┌─ SOURCE DOCUMENT
Dollar slides toward worst week in more than a year as longs lose faith
The dollar headed for its largest weekly fall in more than a year on Friday as investors trimmed long positions and deemed, for now, that several U.S. rate hikes this year are fully priced in.
In a week where data showed U.S. inflation at its hottest since the early 1980s, selling has forced the greenback through key support against the euro and yen in particular, and traders seem content to lighten their bets until a clearer trend emerges.
The dollar index is down about 1.14% for the week, on course for its largest weekly percentage fall since December 2020 and set to halt a rally that has lasted about six months. The index was last down about 0.20% at 94.654.
The euro is up more than 1% for the week so far, and has punched out of a range it held since late November, hitting the highest since Nov. 11 at $1.1483. It doesn’t face strong chart resistance until $1.1525
The dollar has dropped 1.53% against the yen over the week, its worst showing since June 2020, and pushed as low as 113.64 for the first time since Dec. 21.
The safe-haven yen has benefited from a slide in global stocks, while Reuters also reported exclusively that the Bank of Japan is deliberating how it can start telegraphing an eventual rate hike. read more
The dollar’s doldrums have come while U.S. interest rate futures have all but locked in four hikes this year. But longer-end yields have fallen slightly on hawkish comments from Federal Reserve officials about reducing the bank’s balance sheet.
“Investors appear to be signalling that ending quantitative easing, hiking rates four times and commencing quantitative tightening all in the space of nine months is so aggressive that it will limit the scope for hikes further out,” said Derek Halpenny, head of global markets research at MUFG.
“It has in fact reinforced the belief that peak Fed funds will be below 2%,” Halpenny said in a note to clients.
“What can change this? We will need to see data on the economy that convinces the market of stronger growth. That could see thinking on the terminal fed funds rate shift higher. That would be the catalyst for renewed dollar strength.”
The Antipodean currencies have also been roused from their ranges and will have traders looking closely at labour and inflation data in both countries this month for anything that might prompt further shifts in central bank rhetoric.
The New Zealand dollar is up 1.46% for the week so far and is above its 50-day moving average at $0.6861. The Aussie briefly broke above stubborn resistance around $0.7276 this week, but retreated to around that level on Friday.
└─
┌─ RECORDS SUPPLIED
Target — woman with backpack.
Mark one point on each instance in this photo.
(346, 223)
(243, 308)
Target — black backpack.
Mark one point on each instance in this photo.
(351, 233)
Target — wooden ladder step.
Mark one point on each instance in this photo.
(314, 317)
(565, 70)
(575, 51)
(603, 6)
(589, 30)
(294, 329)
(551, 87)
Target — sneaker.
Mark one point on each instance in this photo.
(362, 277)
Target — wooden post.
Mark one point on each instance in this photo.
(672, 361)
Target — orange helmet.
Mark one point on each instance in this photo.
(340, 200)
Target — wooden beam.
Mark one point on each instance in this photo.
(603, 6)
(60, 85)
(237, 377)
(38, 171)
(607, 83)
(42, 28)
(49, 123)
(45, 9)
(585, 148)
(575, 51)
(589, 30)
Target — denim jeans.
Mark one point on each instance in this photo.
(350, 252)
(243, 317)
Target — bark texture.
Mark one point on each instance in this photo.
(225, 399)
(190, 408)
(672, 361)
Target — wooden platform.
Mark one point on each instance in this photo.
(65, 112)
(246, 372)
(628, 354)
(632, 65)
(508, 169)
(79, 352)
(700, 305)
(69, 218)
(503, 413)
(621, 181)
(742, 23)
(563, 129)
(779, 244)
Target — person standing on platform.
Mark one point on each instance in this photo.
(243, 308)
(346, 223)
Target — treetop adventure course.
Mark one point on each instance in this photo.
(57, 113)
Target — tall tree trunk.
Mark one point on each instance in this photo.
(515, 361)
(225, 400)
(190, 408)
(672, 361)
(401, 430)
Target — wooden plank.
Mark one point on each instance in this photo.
└─
**REQUIRED ACTION A:**
Reproduce the dollar article from "The New Zealand" to "level on Friday.".
**REQUIRED ACTION B:**
Using the dollar article, answer each question below:
(i) At what level was the dollar index last reported?
(ii) What position does Derek Halpenny hold?
(iii) How low did the dollar push against the yen during the week?

**TASK RESULT A:**
The New Zealand dollar is up 1.46% for the week so far and is above its 50-day moving average at $0.6861. The Aussie briefly broke above stubborn resistance around $0.7276 this week, but retreated to around that level on Friday.

**TASK RESULT B:**
(i) 94.654
(ii) Head of global markets research at MUFG
(iii) 113.64